### DIRECTIONS FOR THIS TASK
Repeat, please, only the lines from the top of the data down to the line with "Return one point per instance of the grass"; include both of those lines.

- - - - - - -

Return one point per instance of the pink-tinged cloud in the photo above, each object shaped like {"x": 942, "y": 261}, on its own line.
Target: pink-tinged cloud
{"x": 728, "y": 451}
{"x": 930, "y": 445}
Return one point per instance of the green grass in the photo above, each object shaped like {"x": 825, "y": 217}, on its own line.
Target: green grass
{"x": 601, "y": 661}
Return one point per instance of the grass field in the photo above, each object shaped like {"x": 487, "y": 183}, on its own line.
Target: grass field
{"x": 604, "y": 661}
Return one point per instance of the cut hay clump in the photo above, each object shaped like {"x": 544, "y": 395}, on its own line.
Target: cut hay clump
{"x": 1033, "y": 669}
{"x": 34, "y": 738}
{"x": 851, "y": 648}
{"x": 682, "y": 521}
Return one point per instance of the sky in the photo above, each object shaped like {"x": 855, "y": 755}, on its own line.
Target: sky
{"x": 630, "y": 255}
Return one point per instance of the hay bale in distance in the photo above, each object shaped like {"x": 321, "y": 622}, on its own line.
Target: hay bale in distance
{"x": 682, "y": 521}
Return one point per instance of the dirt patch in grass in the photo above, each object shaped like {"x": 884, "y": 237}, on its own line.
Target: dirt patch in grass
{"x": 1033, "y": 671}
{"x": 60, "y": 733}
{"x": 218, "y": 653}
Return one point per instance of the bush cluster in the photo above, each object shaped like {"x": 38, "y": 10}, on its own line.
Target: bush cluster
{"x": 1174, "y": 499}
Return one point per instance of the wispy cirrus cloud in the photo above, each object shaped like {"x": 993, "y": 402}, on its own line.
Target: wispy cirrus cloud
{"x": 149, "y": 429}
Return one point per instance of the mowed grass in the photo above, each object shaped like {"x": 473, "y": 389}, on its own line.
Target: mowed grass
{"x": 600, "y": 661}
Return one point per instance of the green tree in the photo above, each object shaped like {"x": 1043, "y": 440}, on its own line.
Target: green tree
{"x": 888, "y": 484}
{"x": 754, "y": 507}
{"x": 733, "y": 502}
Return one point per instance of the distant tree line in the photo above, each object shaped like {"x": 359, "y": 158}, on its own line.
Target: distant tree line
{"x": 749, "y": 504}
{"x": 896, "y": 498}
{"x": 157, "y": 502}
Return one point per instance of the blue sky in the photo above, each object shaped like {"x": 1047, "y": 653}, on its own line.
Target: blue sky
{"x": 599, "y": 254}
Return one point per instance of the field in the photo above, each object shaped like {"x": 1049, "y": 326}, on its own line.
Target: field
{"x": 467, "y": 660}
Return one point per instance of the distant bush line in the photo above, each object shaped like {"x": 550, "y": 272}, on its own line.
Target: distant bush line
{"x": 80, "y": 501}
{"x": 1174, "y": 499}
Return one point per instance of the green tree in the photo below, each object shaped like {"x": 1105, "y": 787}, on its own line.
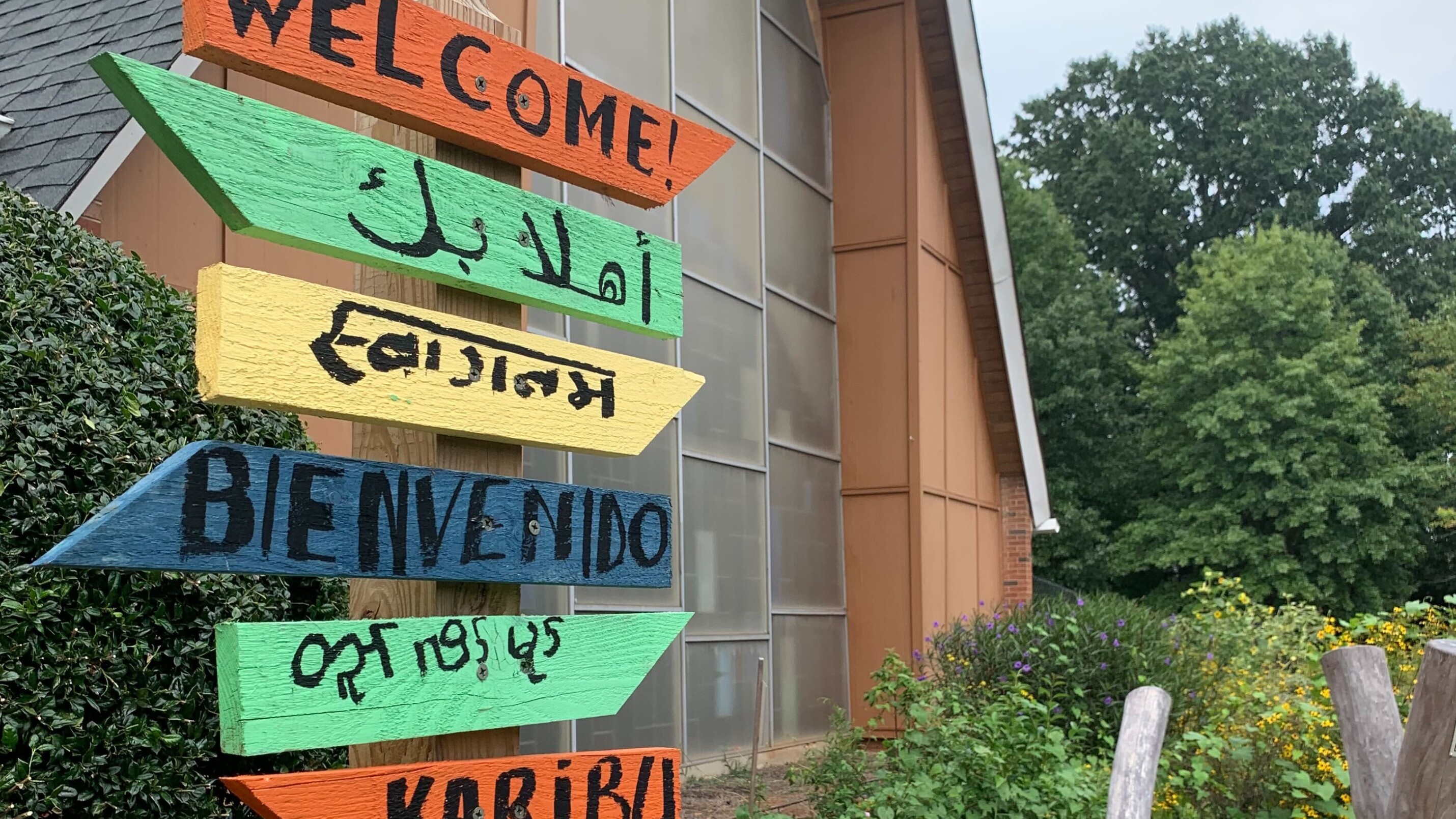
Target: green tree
{"x": 1208, "y": 134}
{"x": 1269, "y": 435}
{"x": 1081, "y": 350}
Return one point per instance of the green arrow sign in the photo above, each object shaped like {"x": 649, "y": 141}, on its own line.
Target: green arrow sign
{"x": 295, "y": 686}
{"x": 306, "y": 184}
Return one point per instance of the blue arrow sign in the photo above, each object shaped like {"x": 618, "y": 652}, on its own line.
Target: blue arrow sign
{"x": 234, "y": 508}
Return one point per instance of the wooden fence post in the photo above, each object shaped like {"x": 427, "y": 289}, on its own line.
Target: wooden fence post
{"x": 1369, "y": 723}
{"x": 1139, "y": 744}
{"x": 1426, "y": 772}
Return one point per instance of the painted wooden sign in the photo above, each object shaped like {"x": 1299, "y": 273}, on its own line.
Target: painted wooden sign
{"x": 217, "y": 506}
{"x": 285, "y": 344}
{"x": 300, "y": 182}
{"x": 411, "y": 65}
{"x": 639, "y": 783}
{"x": 295, "y": 686}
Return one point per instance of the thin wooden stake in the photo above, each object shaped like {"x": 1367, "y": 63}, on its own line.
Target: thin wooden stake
{"x": 1139, "y": 744}
{"x": 753, "y": 755}
{"x": 1426, "y": 772}
{"x": 1369, "y": 723}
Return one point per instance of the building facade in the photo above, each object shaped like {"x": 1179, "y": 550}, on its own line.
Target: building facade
{"x": 862, "y": 462}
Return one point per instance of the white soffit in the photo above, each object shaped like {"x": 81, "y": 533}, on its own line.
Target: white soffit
{"x": 998, "y": 252}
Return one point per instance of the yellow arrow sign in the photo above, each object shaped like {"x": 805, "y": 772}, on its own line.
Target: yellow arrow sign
{"x": 274, "y": 343}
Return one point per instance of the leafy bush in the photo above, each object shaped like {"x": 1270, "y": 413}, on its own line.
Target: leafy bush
{"x": 107, "y": 694}
{"x": 1079, "y": 657}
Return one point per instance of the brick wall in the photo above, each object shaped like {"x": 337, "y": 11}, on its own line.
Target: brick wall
{"x": 1015, "y": 540}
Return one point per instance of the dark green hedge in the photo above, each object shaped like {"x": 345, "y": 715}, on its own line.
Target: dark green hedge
{"x": 107, "y": 689}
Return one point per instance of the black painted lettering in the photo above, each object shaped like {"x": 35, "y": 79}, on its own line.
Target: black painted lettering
{"x": 385, "y": 47}
{"x": 644, "y": 779}
{"x": 324, "y": 33}
{"x": 273, "y": 18}
{"x": 637, "y": 143}
{"x": 462, "y": 798}
{"x": 375, "y": 491}
{"x": 534, "y": 505}
{"x": 306, "y": 514}
{"x": 451, "y": 69}
{"x": 610, "y": 514}
{"x": 195, "y": 496}
{"x": 430, "y": 536}
{"x": 394, "y": 351}
{"x": 478, "y": 523}
{"x": 603, "y": 118}
{"x": 270, "y": 504}
{"x": 519, "y": 808}
{"x": 516, "y": 102}
{"x": 664, "y": 534}
{"x": 397, "y": 793}
{"x": 596, "y": 790}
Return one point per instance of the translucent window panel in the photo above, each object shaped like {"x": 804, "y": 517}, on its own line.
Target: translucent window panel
{"x": 624, "y": 43}
{"x": 721, "y": 681}
{"x": 810, "y": 665}
{"x": 803, "y": 377}
{"x": 651, "y": 718}
{"x": 722, "y": 549}
{"x": 627, "y": 343}
{"x": 546, "y": 738}
{"x": 794, "y": 105}
{"x": 722, "y": 341}
{"x": 718, "y": 219}
{"x": 654, "y": 470}
{"x": 808, "y": 560}
{"x": 718, "y": 60}
{"x": 797, "y": 238}
{"x": 793, "y": 15}
{"x": 545, "y": 322}
{"x": 657, "y": 221}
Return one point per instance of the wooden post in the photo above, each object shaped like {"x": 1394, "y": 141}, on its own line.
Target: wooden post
{"x": 1369, "y": 723}
{"x": 414, "y": 599}
{"x": 1426, "y": 773}
{"x": 1139, "y": 744}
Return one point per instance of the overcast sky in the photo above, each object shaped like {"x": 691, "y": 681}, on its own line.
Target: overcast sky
{"x": 1027, "y": 44}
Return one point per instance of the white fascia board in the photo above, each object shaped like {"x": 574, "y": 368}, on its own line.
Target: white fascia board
{"x": 116, "y": 153}
{"x": 998, "y": 250}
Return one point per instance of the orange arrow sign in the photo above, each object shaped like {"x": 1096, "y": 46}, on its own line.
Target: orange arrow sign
{"x": 418, "y": 67}
{"x": 639, "y": 783}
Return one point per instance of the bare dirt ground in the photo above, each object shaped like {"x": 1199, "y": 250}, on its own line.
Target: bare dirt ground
{"x": 720, "y": 798}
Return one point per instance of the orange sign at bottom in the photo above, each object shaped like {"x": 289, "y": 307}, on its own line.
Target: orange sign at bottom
{"x": 635, "y": 784}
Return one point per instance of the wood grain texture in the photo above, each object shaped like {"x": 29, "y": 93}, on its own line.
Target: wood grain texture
{"x": 411, "y": 65}
{"x": 296, "y": 686}
{"x": 1369, "y": 723}
{"x": 1139, "y": 745}
{"x": 641, "y": 783}
{"x": 363, "y": 358}
{"x": 1426, "y": 773}
{"x": 277, "y": 175}
{"x": 234, "y": 508}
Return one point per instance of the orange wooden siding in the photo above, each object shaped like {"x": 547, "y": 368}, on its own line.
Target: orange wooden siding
{"x": 922, "y": 494}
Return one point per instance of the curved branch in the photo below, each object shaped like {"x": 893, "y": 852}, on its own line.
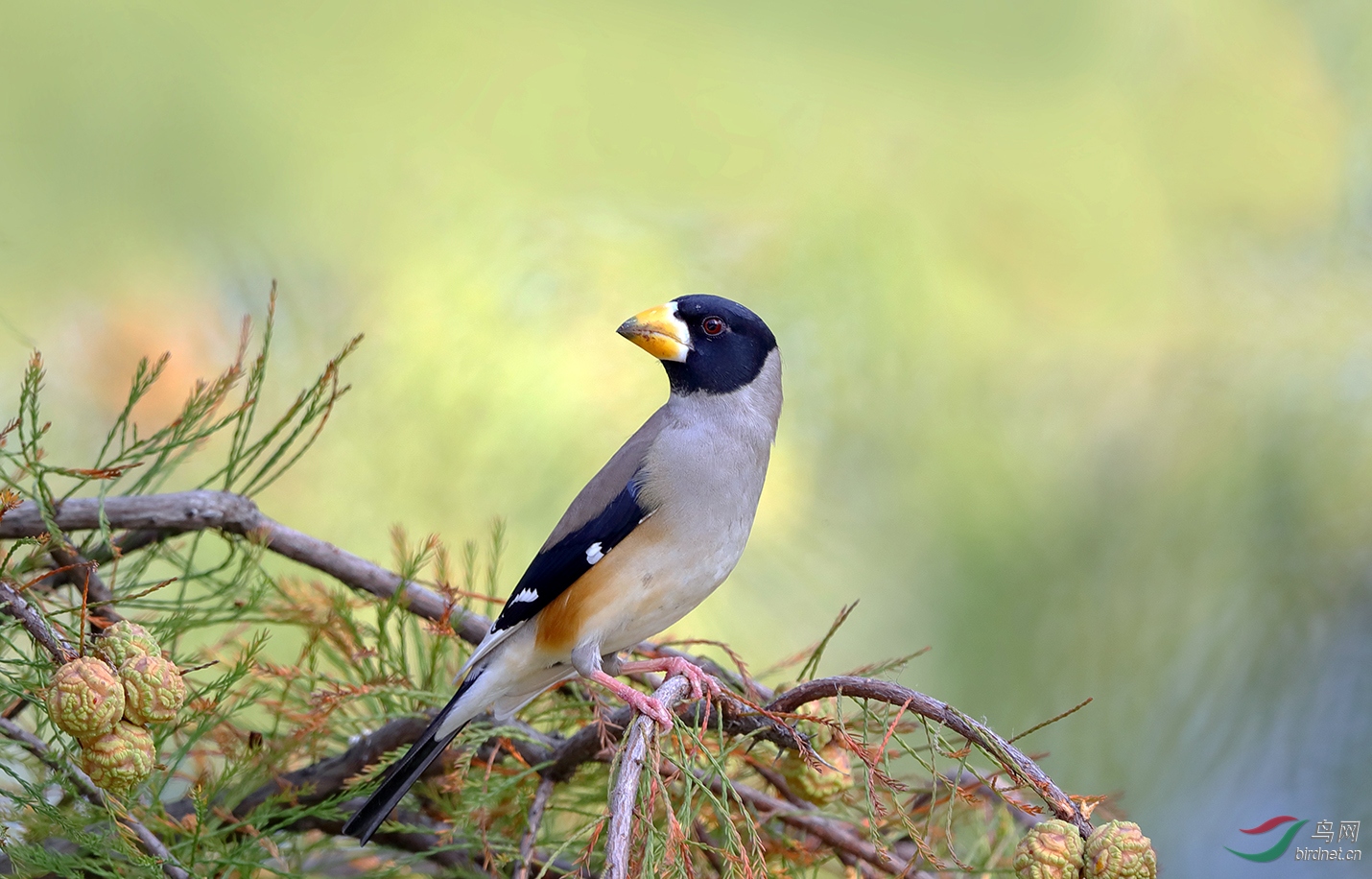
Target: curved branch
{"x": 32, "y": 620}
{"x": 982, "y": 737}
{"x": 201, "y": 509}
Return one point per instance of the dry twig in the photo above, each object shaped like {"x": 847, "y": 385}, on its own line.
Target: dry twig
{"x": 623, "y": 796}
{"x": 34, "y": 622}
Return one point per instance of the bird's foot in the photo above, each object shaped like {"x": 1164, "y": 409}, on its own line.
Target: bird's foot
{"x": 641, "y": 702}
{"x": 701, "y": 681}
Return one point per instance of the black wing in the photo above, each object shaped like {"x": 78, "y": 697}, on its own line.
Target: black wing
{"x": 560, "y": 565}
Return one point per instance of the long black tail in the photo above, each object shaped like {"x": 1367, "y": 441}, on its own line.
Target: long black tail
{"x": 405, "y": 771}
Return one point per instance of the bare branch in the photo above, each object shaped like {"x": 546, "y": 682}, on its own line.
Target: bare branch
{"x": 535, "y": 818}
{"x": 836, "y": 834}
{"x": 82, "y": 574}
{"x": 32, "y": 620}
{"x": 147, "y": 838}
{"x": 623, "y": 796}
{"x": 1005, "y": 754}
{"x": 200, "y": 511}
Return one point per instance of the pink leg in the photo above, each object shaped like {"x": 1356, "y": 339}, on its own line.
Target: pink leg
{"x": 641, "y": 702}
{"x": 700, "y": 680}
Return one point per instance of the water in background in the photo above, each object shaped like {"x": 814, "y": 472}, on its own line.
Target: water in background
{"x": 1073, "y": 302}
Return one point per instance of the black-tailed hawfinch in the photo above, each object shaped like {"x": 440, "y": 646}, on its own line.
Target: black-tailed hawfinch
{"x": 647, "y": 540}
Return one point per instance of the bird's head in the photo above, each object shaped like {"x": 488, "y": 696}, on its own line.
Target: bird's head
{"x": 707, "y": 343}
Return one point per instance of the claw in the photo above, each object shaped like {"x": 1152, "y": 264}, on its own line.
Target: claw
{"x": 701, "y": 681}
{"x": 641, "y": 702}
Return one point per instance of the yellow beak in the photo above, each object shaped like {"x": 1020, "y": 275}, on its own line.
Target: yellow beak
{"x": 659, "y": 332}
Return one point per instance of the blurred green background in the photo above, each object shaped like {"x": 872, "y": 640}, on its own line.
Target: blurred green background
{"x": 1075, "y": 302}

- - - - - - -

### YOUR RESPONSE
Return one point per instance of the pink-tinged cloud in the photo above, each object shaped like {"x": 942, "y": 261}, on its own line.
Target: pink-tinged cloud
{"x": 728, "y": 451}
{"x": 930, "y": 445}
Return one point per instance of the green grass in the photo above, each object shaped like {"x": 825, "y": 217}, on its own line.
Target: green grass
{"x": 601, "y": 661}
Return one point per instance of the grass field in the photo above, each object shaped like {"x": 487, "y": 183}, on its own line.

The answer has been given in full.